▸ Selected text
You could scoff at Cole’s opening boast “Sometimes I brag like Hov, sometimes I’m real like Pac”, but you can’t erase the truth. At 28, J. Cole’s still Cole – rhyming about summertime fine women and the game not being innovative – but Born Sinner crosses out the bravado to note the North Carolina native is as human as the Jordans on his feet. His “real world” wordplay still reigns in finesse, stacking hotel room admissions (“Power Trip”, “Forbidden Fruit”) on top of street level realizations (“Chaining Day”) and grooming interludes like “Mo Money” and “Ain’t That Some Shit” to sic the jaws of life on your neck. He’s all Pac, no Molly, soaking his deepest thoughts, slip-ups and major label problems into the abyss that is the studio. This record is a rear-view and the subjects are darker than they appear.

Stored items from a collection:

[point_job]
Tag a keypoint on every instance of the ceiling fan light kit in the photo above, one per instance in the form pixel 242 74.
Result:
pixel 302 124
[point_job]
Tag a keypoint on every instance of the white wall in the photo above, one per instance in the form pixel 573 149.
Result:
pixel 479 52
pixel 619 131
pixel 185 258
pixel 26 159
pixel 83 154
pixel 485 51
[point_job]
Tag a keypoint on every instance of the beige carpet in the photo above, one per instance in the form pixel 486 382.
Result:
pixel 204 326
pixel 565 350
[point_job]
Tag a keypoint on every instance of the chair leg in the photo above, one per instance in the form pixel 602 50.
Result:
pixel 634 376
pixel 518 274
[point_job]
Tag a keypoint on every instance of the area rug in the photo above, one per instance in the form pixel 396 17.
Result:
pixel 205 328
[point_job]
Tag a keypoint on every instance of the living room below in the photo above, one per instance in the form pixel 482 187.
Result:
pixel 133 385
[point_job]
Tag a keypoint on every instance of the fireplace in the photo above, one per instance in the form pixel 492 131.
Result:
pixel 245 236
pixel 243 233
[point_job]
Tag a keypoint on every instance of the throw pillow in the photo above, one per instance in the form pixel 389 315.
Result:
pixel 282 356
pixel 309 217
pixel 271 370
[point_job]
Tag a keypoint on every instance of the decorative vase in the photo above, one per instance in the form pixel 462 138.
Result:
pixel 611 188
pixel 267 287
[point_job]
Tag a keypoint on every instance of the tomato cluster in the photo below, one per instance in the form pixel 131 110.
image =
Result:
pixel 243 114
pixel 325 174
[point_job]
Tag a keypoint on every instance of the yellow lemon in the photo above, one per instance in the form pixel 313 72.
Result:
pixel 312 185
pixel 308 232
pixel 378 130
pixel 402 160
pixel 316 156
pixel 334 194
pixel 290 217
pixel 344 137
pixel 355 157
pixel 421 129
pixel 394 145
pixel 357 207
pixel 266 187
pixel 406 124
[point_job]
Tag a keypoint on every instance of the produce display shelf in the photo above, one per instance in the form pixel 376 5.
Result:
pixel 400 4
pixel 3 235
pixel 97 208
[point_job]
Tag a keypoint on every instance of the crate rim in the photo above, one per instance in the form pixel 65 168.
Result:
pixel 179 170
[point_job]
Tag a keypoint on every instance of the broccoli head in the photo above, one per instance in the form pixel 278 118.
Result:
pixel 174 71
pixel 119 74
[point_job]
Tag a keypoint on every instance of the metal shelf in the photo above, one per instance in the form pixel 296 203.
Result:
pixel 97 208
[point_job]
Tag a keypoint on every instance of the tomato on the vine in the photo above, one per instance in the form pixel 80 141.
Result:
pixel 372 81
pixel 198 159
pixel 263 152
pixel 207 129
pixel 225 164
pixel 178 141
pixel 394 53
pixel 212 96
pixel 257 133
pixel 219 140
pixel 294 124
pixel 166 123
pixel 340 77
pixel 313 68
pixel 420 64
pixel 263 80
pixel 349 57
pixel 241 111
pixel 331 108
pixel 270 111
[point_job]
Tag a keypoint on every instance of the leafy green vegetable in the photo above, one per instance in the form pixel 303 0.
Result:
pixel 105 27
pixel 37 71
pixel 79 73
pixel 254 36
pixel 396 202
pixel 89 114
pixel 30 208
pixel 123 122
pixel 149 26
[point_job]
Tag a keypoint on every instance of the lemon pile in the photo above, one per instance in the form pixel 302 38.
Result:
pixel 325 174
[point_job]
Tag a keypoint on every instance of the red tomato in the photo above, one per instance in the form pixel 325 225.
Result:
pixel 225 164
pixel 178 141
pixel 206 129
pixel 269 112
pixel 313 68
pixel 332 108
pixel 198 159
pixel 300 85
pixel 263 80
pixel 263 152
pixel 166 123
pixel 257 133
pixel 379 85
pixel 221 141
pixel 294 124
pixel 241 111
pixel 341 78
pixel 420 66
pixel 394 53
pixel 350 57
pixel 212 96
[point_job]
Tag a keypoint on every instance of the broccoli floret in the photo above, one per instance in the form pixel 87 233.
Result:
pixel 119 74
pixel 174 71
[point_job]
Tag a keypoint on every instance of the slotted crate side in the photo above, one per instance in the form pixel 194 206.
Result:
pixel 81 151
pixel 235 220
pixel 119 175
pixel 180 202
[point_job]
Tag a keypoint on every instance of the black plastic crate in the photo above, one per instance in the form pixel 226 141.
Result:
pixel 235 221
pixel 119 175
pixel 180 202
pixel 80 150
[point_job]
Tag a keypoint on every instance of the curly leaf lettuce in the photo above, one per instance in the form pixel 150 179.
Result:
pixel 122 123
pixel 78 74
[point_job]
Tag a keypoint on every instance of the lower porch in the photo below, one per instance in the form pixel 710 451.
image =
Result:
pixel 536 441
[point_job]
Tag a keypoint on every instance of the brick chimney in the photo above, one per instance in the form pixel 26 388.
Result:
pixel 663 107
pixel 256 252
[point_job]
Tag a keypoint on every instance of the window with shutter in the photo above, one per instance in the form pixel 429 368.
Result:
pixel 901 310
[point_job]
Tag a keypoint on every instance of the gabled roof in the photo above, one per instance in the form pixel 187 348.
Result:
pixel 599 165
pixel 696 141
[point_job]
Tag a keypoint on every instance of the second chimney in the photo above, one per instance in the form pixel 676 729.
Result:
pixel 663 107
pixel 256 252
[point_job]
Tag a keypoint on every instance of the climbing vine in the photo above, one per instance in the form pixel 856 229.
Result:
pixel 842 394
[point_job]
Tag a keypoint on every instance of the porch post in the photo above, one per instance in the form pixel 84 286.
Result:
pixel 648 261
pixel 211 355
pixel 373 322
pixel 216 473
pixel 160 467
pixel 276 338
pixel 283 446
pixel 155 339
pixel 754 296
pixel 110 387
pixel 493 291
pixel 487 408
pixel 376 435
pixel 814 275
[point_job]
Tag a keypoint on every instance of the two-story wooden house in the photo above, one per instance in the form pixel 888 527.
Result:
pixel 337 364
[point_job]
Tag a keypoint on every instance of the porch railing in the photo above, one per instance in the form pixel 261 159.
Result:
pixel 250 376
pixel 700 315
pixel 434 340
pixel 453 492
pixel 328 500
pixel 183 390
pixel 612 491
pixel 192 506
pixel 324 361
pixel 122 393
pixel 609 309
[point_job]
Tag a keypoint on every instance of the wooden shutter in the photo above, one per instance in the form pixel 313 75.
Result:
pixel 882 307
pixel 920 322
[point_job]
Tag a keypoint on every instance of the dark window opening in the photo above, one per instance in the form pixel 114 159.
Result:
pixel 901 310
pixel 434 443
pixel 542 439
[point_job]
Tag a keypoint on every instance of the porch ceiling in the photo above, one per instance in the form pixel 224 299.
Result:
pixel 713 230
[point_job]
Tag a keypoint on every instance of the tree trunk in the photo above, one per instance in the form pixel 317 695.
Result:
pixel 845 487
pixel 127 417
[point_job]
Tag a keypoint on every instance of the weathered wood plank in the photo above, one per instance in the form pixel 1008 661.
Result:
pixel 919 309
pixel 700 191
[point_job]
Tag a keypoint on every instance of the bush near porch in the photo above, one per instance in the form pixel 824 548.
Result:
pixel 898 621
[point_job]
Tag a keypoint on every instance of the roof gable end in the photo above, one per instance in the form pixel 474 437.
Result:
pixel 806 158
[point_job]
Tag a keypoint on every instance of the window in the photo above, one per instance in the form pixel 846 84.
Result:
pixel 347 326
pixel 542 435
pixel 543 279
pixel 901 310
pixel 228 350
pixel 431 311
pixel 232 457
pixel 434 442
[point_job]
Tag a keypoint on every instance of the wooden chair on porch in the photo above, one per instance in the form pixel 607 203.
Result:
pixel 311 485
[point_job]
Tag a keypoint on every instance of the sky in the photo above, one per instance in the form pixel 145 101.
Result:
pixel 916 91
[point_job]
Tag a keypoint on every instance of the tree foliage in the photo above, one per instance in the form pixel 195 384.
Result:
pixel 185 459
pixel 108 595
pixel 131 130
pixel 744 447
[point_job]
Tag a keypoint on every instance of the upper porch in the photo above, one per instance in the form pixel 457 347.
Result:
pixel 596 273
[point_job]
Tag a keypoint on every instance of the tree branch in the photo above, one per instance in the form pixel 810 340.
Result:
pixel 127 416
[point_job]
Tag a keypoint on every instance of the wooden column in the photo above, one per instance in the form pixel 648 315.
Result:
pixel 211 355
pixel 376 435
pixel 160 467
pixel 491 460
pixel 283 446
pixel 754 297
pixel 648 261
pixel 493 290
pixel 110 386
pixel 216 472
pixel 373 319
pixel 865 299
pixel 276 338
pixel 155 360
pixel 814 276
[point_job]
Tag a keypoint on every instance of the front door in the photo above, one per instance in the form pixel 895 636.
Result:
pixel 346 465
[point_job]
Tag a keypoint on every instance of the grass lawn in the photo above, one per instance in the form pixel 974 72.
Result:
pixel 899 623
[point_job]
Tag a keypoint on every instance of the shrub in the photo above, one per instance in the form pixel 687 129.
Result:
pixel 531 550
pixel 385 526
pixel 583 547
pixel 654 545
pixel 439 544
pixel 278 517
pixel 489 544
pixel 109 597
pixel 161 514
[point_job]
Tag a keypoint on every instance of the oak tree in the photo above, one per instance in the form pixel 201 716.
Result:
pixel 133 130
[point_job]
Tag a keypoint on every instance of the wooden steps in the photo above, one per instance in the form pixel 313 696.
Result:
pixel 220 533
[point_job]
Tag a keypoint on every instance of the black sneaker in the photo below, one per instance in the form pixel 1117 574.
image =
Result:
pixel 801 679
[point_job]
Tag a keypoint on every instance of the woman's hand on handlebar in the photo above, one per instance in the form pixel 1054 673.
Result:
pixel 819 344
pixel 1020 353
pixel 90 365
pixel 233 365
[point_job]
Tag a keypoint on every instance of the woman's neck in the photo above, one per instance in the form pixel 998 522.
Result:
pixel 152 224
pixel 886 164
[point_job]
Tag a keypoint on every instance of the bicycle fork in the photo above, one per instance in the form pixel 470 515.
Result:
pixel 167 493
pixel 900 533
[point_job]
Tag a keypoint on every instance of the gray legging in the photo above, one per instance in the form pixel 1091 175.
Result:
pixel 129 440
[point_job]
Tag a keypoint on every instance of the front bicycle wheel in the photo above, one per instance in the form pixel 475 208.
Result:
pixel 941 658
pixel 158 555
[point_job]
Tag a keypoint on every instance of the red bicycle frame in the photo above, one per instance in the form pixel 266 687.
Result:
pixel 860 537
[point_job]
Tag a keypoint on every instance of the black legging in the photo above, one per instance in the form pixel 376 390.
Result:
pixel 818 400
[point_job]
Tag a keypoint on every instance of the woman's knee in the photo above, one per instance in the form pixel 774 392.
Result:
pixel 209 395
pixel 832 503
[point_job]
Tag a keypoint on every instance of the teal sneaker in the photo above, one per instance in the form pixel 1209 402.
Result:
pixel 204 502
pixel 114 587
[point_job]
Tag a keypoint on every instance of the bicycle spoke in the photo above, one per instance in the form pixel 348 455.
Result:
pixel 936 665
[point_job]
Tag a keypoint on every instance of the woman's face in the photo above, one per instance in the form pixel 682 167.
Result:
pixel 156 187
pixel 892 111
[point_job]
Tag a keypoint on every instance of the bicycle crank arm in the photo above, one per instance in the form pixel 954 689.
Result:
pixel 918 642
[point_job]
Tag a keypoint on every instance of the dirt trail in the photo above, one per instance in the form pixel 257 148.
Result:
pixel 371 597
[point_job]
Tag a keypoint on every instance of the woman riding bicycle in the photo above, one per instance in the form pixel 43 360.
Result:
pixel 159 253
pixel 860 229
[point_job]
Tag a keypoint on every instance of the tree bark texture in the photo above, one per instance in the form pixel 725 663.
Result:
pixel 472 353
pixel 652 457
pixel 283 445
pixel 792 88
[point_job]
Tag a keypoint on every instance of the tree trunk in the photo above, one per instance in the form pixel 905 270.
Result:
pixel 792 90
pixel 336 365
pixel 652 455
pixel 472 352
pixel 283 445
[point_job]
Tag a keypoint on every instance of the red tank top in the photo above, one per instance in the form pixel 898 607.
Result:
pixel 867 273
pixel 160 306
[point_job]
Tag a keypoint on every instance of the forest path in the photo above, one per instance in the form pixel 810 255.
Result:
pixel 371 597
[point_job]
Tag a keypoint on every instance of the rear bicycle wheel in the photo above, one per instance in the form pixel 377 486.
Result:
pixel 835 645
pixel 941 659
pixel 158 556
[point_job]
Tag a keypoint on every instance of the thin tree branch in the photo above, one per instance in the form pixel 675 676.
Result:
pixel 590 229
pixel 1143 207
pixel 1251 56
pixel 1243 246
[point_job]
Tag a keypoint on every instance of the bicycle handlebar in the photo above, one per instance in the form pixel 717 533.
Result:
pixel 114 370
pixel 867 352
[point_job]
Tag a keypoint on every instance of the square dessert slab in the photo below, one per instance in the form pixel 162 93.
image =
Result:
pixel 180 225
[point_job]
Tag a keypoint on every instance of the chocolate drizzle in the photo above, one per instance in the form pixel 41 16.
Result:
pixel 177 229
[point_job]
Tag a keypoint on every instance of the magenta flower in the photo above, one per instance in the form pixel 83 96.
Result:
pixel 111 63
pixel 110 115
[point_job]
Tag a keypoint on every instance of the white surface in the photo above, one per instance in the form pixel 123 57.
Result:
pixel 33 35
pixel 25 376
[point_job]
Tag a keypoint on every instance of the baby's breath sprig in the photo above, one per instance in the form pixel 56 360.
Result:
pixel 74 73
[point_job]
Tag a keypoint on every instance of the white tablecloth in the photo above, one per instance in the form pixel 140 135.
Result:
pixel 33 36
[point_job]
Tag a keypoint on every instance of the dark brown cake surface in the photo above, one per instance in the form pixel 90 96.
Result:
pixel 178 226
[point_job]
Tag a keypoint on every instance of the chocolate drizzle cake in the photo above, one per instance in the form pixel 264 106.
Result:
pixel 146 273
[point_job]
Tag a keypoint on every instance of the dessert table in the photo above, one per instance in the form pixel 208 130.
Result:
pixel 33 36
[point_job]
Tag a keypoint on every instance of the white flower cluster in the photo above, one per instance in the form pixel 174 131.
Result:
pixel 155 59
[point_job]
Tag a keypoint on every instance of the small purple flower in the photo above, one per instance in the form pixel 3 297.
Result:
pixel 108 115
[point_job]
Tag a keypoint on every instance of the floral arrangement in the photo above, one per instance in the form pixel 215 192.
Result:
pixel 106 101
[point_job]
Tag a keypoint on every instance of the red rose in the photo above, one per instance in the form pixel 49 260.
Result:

▸ Exercise objective
Copy the part of the album review starting with "You could scoff" and going on through "than they appear.".

▸ Answer to this task
You could scoff at Cole’s opening boast “Sometimes I brag like Hov, sometimes I’m real like Pac”, but you can’t erase the truth. At 28, J. Cole’s still Cole – rhyming about summertime fine women and the game not being innovative – but Born Sinner crosses out the bravado to note the North Carolina native is as human as the Jordans on his feet. His “real world” wordplay still reigns in finesse, stacking hotel room admissions (“Power Trip”, “Forbidden Fruit”) on top of street level realizations (“Chaining Day”) and grooming interludes like “Mo Money” and “Ain’t That Some Shit” to sic the jaws of life on your neck. He’s all Pac, no Molly, soaking his deepest thoughts, slip-ups and major label problems into the abyss that is the studio. This record is a rear-view and the subjects are darker than they appear.